Em Santos, o dicionário ganha vida: está estampado em restaurantes, faixas, monumentos, placas de rua. Dentre as cidades brasileiras de porte similar, aqui talvez seja o lugar em que as sementes da imigração japonesa mais floresceram. Além do porto, que lhes abriu as portas do País, a razão disso seria um equilíbrio entre a integração e a preservação culturais, especialmente entre as novas gerações.
É o caso da família Norifumi e a religião. Na sala de estar do apartamento, destaca-se um altar dedicado ao xintoísmo, a mais antiga religião japonesa, com raízes que remontam a 2 mil anos. Não está ali por acaso: o altar deve ser colocado no cômodo mais nobre da casa, com a fronte voltada ao Leste. No Brasil, bem como no Japão, o cômodo mais nobre geralmente é a sala de estar.
"Nas famílias mais tradicionais, o pai presenteia os filhos homens, quando saem de casa para constituir a sua própria família, co um altar do tipo. Este está comigo há uns 34 anos", conta o patriarca Sérgio Norifumi Doi, atual presidente da Associação Japonesa de Santos.
A religião xintoísta deriva de relatos históricos e mitológicos japoneses, compilados nos livros Kojiki, do ano 712, e Nihon Shoki, de 720. No primeiro, conta-se dos kami, deuses primordiais. Cada um deles refere-se a um aspecto da vida e da natureza. "Você tem até o deus para o telhado de uma casa. Se você for mexer no telhado, pede ajuda ao deus correspondente", ensina Norifumi.

### SEÇÃO DE DADOS

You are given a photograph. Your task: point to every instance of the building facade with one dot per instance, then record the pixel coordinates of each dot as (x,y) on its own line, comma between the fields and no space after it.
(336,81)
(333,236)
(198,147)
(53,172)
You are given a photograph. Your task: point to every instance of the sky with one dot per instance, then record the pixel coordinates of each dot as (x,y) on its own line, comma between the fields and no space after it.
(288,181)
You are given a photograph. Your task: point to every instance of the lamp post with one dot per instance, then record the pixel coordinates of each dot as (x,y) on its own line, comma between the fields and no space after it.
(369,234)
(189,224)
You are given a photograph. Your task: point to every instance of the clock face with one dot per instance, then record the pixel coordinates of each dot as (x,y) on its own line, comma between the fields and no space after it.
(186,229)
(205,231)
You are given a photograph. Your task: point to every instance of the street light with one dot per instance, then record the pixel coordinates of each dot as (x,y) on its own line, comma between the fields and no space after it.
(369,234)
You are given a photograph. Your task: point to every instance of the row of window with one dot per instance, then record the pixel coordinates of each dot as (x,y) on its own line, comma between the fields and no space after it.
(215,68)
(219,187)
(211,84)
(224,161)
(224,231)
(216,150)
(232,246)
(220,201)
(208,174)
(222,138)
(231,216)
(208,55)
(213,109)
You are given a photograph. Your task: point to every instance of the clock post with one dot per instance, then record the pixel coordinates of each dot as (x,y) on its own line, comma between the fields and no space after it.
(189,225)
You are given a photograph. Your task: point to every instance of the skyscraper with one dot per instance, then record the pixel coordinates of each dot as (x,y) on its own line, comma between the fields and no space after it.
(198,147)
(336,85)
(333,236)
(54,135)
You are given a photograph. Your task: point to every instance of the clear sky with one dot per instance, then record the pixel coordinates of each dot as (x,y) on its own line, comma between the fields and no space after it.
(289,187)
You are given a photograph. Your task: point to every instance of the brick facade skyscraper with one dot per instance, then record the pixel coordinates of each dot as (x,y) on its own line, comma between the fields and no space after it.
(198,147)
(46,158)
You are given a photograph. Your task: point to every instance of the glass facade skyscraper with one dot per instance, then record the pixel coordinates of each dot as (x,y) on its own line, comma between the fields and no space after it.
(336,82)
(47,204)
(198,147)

### DESAFIOS
a: Diga se cada afirmação abaixo está de acordo com o texto sobre a imigração japonesa em Santos, respondendo sim ou não e citando entre aspas as palavras do texto que decidem a resposta. (i) O altar xintoísta da família Norifumi fica na cozinha. (ii) O livro Nihon Shoki é do ano 720. (iii) O altar deve ter a fronte voltada para o Oeste.
b: Escreva a continuação do texto sobre a imigração japonesa em Santos, começando logo depois da última frase apresentada.

### RESPOSTAS DO EXERCÍCIO
a:
(i) Não: "Na sala de estar do apartamento, destaca-se um altar dedicado ao xintoísmo".
(ii) Sim: "Nihon Shoki, de 720".
(iii) Não: "com a fronte voltada ao Leste".

b:
Veneração aos antepassados – Muda o ambiente, surge uma nova religião. Da sala de estar à cozinha dos Norifumi, uma porta separa o xintoísmo do budismo. Em um canto da mesa, está o altar, preto e dourado – na verdade, uma casinhola, onde ficam as fotos dos antepassados e descendentes falecidos.
O budismo nasceu na Índia e chegou à Terra do Sol Nascente pela China. No Japão moderno, há quatro grandes correntes: Zen, Terra Pura, Xingom e Nichiren – a praticada por Sérgio, a esposa e o filho. E, em sua prática, incluem a oferenda diária, ao pé do altar, antes das refeições: pode ser chá, na hora do café da manhã; ou arroz, no almoço. Ou, ainda, algo de que os familiares lembrados ali apreciavam em vida.
Na cultura japonesa, a veneração aos antepassados transpõe a religião e o círculo familiar. Estende-se também aos anciãos, verdadeiramente respeitados e cultuados por sua jornada de vida. "Não é porque fiz pós-graduação que sei mais. Sei apenas em um campo estreito. Mas, na experiência de vida, quem nasceu antes sabe mais", explica Norifumi.
Por isso, a Associação Japonesa de Santos promove anualmente, entre setembro e outubro, o Keiro-Kai (Encontro dos Idosos), um almoço com apresentações artísticas, oferecido aos anciãos da colônia com mais de 80 anos. A época não foi escolhida por acaso: no Japão, o Keiro No Hi (Dia do Respeito aos Idosos) é comemorado sempre na terceira segunda-feira de setembro.
Ao Keiro-Kai, justapõe-se o Undo-Kai (Encontro Esportivo), um dia aberto à comunidade toda, cuja tônica são as gincanas esportivas. Não fossem alguns toques típicos – como servir o mandyu, doce à base de feijão – o Undo-kai em nada lembraria uma cultura tão distante. Realizado sempre em 1º de maio, já está na 34ª edição em Santos. A inspiração eram as gincanas realizadas no Japão para comemorar o nascimento do imperador Showa (29 de abril ), mais conhecido como Hirohito. Ele foi o imperador japonês de mais longo reinado: de 1926 até o ano de sua morte, em 1989. "As gincanas pretendem mostrar o conceito de equipe, de que uma sociedade se constrói na colaboração".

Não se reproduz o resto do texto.